++++ Records provided ++++
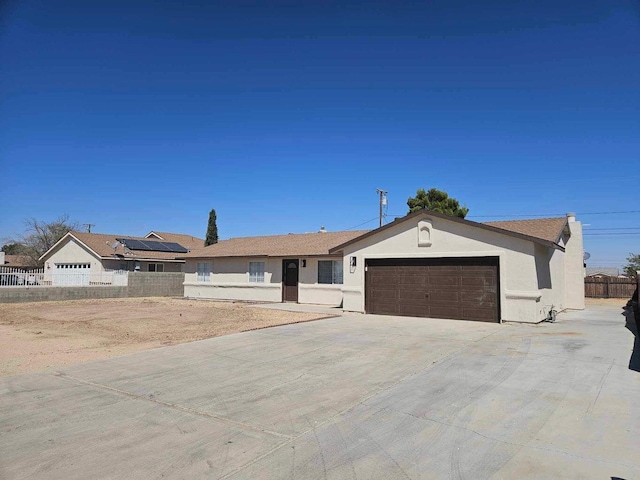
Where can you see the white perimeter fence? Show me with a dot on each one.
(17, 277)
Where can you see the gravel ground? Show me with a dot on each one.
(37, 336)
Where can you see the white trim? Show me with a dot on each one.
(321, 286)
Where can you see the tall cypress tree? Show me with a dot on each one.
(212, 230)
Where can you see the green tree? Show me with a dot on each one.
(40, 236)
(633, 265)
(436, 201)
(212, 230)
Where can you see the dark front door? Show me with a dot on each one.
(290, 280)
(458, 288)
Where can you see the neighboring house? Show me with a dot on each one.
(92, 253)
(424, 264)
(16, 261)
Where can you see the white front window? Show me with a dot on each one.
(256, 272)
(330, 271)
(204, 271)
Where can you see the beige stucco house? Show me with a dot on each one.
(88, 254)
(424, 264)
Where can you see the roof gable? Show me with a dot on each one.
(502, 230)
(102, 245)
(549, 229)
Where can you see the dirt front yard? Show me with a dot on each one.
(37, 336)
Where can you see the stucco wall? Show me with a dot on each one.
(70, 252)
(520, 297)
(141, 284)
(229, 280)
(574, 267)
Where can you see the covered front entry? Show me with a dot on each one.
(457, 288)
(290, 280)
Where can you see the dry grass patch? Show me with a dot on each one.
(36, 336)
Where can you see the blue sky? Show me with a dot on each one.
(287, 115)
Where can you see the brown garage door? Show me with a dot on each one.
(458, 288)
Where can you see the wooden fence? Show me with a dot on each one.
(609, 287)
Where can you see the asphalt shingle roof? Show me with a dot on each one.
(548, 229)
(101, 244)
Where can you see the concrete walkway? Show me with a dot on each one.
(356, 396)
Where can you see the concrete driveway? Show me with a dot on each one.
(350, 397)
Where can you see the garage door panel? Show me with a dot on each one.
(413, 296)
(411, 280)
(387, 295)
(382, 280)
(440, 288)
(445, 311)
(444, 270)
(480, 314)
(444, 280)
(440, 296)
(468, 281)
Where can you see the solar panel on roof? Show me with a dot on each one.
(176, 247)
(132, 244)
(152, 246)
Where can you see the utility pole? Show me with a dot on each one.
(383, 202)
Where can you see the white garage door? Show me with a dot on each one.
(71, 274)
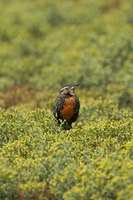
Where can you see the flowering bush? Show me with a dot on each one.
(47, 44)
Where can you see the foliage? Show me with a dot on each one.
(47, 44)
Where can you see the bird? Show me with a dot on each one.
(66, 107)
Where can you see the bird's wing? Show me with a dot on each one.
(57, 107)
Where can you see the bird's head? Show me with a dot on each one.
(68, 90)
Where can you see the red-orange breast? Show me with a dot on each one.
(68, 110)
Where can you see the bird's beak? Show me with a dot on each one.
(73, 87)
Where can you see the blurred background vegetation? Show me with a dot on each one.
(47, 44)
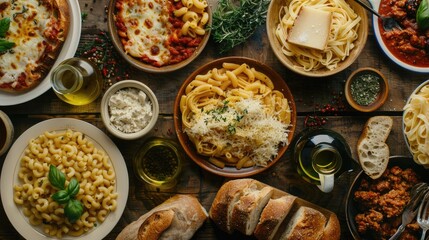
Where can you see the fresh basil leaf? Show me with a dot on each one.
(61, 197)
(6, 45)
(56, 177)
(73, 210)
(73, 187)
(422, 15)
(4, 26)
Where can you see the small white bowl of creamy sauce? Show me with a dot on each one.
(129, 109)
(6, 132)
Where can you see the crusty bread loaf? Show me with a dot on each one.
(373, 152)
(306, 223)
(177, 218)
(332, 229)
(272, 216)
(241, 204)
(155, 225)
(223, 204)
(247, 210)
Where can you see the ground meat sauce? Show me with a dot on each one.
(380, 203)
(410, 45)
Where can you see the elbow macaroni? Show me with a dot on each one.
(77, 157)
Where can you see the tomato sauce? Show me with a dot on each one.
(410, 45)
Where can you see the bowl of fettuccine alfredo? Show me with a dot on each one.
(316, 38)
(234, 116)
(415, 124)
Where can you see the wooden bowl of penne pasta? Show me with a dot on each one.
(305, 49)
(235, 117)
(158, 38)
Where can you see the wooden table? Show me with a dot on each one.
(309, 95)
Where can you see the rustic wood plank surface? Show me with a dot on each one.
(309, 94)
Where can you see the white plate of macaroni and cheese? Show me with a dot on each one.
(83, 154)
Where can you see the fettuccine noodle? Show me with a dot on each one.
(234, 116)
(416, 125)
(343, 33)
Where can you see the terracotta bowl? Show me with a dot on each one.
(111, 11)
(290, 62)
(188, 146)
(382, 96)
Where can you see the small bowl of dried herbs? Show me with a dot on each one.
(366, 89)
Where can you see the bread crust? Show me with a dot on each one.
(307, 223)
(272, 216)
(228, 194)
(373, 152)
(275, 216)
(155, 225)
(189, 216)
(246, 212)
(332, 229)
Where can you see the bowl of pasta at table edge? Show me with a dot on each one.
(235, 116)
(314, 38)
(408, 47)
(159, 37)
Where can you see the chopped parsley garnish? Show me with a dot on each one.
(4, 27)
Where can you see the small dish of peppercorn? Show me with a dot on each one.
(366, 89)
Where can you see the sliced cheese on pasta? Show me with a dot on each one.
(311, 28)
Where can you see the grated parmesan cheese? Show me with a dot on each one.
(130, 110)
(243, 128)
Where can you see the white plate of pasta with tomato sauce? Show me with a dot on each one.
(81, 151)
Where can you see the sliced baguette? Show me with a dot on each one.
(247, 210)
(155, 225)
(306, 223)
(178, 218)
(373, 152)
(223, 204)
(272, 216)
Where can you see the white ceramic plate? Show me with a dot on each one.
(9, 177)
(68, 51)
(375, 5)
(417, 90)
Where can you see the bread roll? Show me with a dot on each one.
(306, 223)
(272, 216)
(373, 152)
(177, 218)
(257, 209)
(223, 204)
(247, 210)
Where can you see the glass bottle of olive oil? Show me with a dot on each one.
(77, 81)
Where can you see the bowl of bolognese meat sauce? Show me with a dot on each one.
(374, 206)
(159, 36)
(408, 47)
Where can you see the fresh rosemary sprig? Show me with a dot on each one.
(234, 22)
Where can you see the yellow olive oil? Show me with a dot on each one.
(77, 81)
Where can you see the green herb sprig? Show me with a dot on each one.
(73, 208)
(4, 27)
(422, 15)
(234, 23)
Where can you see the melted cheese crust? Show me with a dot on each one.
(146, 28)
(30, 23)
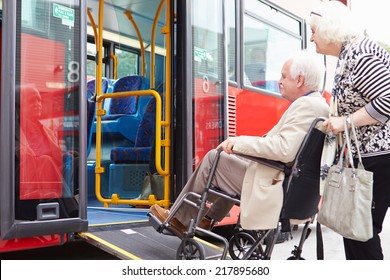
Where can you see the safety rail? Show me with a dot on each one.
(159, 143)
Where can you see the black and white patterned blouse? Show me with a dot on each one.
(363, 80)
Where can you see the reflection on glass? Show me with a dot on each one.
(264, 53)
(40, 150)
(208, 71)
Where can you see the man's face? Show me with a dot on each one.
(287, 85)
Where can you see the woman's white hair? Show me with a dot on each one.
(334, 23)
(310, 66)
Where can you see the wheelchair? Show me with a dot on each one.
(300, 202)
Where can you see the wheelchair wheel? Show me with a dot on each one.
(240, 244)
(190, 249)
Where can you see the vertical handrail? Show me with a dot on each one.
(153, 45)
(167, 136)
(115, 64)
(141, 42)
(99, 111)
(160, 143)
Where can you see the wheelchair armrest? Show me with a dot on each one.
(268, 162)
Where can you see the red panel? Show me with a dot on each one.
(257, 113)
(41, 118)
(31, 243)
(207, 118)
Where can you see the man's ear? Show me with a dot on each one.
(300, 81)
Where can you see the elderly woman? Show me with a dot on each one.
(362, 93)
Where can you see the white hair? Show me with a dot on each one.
++++
Exercise aim: An exact reproduction of the material is needed, without its images.

Response to the task:
Where can you see the white perimeter fence? Show me with a dot on each one.
(17, 277)
Where can you see the gravel ground? Show me with a dot on each one.
(37, 336)
Where can you see the white trim? Show me with a dot on each one.
(321, 286)
Where can you see the tall cypress tree? Show me with a dot on each one.
(212, 230)
Where can you see the green tree? Show me with a dot on each one.
(40, 236)
(633, 265)
(436, 201)
(212, 230)
Where can you see the dark front door? Show me with a dot on each one.
(290, 280)
(458, 288)
Where can you see the neighboring house? Show me with a dot on each one.
(92, 253)
(424, 264)
(16, 261)
Where can you see the white front window? Show me with a dot on each one.
(256, 272)
(330, 271)
(204, 271)
Where can you see the beige stucco house? Show me with a dot on each one.
(88, 254)
(424, 264)
Where can you see the roof gable? Show me with a dot on each one.
(502, 230)
(102, 245)
(549, 229)
Where can you see the dirt front yard? Show me with a dot on each one.
(37, 336)
Where can you see the stucco wall? Show me with a dot on each one.
(70, 252)
(520, 297)
(141, 284)
(229, 280)
(574, 267)
Where can you see the covered front entry? Show me with a dot on each one.
(457, 288)
(290, 280)
Where can you see the dry grass patch? Show me with a dot on each one.
(36, 336)
Where can you see the blue sky? Show me with a dot on each one.
(287, 115)
Where can you see the brown garage door? Show me with a dot on each one.
(458, 288)
Where can you see the wooden fence? Show me with a dot on each one.
(609, 287)
Where can you see the asphalt shingle roof? Show me with a dot on each one.
(548, 229)
(101, 244)
Where can you see the concrete walkway? Show me with a dot on each one.
(356, 396)
Where can you see the concrete driveway? Show me with a dot on each one.
(350, 397)
Where can you see the garage door panel? Show me with a dot on each one.
(413, 296)
(411, 280)
(387, 295)
(382, 280)
(440, 288)
(445, 311)
(444, 270)
(480, 314)
(444, 280)
(440, 296)
(468, 281)
Where can you see the solar panel on roof? Show me with a dot on each one.
(176, 247)
(132, 244)
(152, 246)
Where can you see the utility pole? Show me with a dot on each one.
(383, 202)
Where can you see the white garage door? Show me with a dot on each one.
(71, 274)
Where can you see the flowering bush? Show me with a dot on each one.
(47, 44)
Where can you see the foliage? Show me with a dot on each one.
(47, 44)
Where can you see the bird? Show me with a dot on each one.
(66, 107)
Where can you see the bird's wing? Show me with a dot on each one.
(57, 107)
Where can you see the bird's head? Show me with a dot on each one.
(68, 90)
Where can you see the red-orange breast? Show me with a dot on each one.
(68, 110)
Where can you see the bird's beak? Show me with a dot on each one.
(73, 87)
Where can you see the blurred background vegetation? Show me with a dot on each one.
(47, 44)
Where can you see the fresh basil leaf? Show me with a dot on each one.
(61, 197)
(6, 45)
(56, 177)
(73, 210)
(73, 187)
(422, 15)
(4, 26)
Where can you see the small white bowl of creamy sauce? Show me with a dot on each one.
(129, 109)
(6, 132)
Where can you see the crusty bread loaf? Show me with a dot on each one.
(373, 152)
(306, 223)
(177, 218)
(332, 229)
(272, 216)
(241, 204)
(155, 225)
(223, 204)
(247, 210)
Where can you see the ground meat sauce? Show me with a dot on each one.
(380, 203)
(410, 45)
Where can you see the elbow macaroni? Show me with a dot on each one.
(77, 157)
Where can you see the tomato sauce? Show me with a dot on each one.
(410, 45)
Where can you see the bowl of fettuccine alfredo? Show me with a dot on each one.
(316, 38)
(234, 116)
(415, 124)
Where can you see the wooden bowl of penne pasta? Show me with a dot on each one.
(305, 49)
(235, 117)
(158, 38)
Where can you see the wooden table? Show me with a dot on each one.
(309, 95)
Where can you see the rustic wood plank surface? Show me with a dot on each one.
(309, 94)
Where can you see the white plate of macaroni and cheese? Show me with a dot on each one.
(83, 154)
Where can you see the fettuccine noodle? Show me with a dot on each one.
(234, 116)
(416, 125)
(343, 33)
Where can you see the terracotta bowl? Show me with a dot on each one.
(111, 11)
(290, 62)
(188, 146)
(382, 96)
Where can you see the small bowl of dried herbs? Show me with a dot on each one.
(366, 89)
Where can you see the bread crust? Show me with a dot on each one.
(307, 223)
(272, 216)
(228, 194)
(373, 152)
(275, 216)
(155, 225)
(189, 216)
(246, 212)
(332, 229)
Where can you see the bowl of pasta at table edge? Show me with a dot on each one.
(235, 116)
(314, 38)
(408, 47)
(159, 37)
Where can you see the chopped parsley garnish? Show me with a dot on each one.
(4, 27)
Where can you see the small dish of peppercorn? Show me with a dot on each one.
(366, 89)
Where can you see the sliced cheese on pasta? Show me with a dot on each one.
(311, 28)
Where can you see the grated parmesan cheese? Show me with a dot on each one.
(130, 110)
(243, 128)
Where can you see the white plate of pasta with tomato sauce? Show me with a dot on each one.
(81, 151)
Where can you see the sliced baguette? Show me with a dot on each one.
(247, 210)
(155, 225)
(306, 223)
(178, 218)
(373, 152)
(223, 204)
(272, 216)
Where can you see the white ceramic plate? Show me with a dot on each one.
(9, 177)
(68, 51)
(375, 5)
(417, 90)
Where can you see the bread roll? Show me with a dot on each one.
(306, 223)
(272, 216)
(373, 152)
(177, 218)
(257, 209)
(223, 204)
(247, 210)
Where can you see the glass bottle of olive oil? Show me with a dot on each one.
(77, 81)
Where can you see the bowl of bolognese meat sauce? Show me with a dot on each one.
(374, 206)
(159, 36)
(408, 47)
Where can you see the fresh rosemary sprig? Show me with a dot on each one.
(234, 22)
Where can you see the yellow olive oil? Show me with a dot on each one.
(77, 81)
Where can you see the green herb sprig? Show me with a dot on each one.
(73, 208)
(4, 27)
(422, 15)
(234, 23)
Where can you see the melted cheese crust? Show me with a dot on each one.
(146, 28)
(30, 23)
Where can you see the safety rail? Show me with a dot on each one.
(159, 143)
Where can you see the black and white patterned blouse? Show me with a dot on each one.
(363, 80)
Where can you see the reflection on glass? Show me with a dot on each one.
(264, 53)
(40, 150)
(208, 71)
Where can you see the man's face? Show me with a dot on each one.
(287, 85)
Where can you see the woman's white hair? Show me with a dot on each one.
(334, 23)
(310, 66)
Where can you see the wheelchair? Show me with a dot on each one.
(300, 202)
Where can you see the wheelchair wheel? Show me with a dot on each one.
(240, 244)
(190, 249)
Where can you see the vertical handrail? Show me with a dot on each one.
(153, 45)
(167, 136)
(115, 64)
(141, 42)
(99, 111)
(160, 143)
Where can you see the wheelchair armrest? Show me with a dot on each one.
(268, 162)
Where can you see the red panel? Show me with a dot on each one.
(257, 113)
(41, 118)
(31, 243)
(207, 118)
Where can you see the man's ear? Show me with a dot on each one.
(300, 81)
Where can you see the elderly woman? Show me with a dot on each one.
(362, 93)
Where can you see the white hair? Show me with a dot on each one.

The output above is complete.